KORTE OPGAVE: Zet alle onderstaande gegevens regel voor regel om in een genummerde lijst en laat lege regels weg.

........

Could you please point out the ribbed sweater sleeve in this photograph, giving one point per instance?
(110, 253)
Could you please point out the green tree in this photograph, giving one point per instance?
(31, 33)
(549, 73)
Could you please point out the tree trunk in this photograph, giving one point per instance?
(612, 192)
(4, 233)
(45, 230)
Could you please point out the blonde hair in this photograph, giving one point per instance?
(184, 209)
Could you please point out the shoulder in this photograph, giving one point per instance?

........

JUIST ANTWOORD:
1. Could you please point out the ribbed sweater sleeve in this photograph, giving one point per instance?
2. (110, 253)
3. Could you please point out the green tree in this photograph, giving one point per instance?
4. (31, 33)
5. (549, 73)
6. Could you please point out the tree trunk in this photograph, giving one point per instance?
7. (612, 192)
8. (4, 233)
9. (45, 230)
10. Could you please point out the blonde hair in this photograph, giving one point per instance?
11. (184, 209)
12. Could you please point out the shoulder in this photograph, giving one point per instance?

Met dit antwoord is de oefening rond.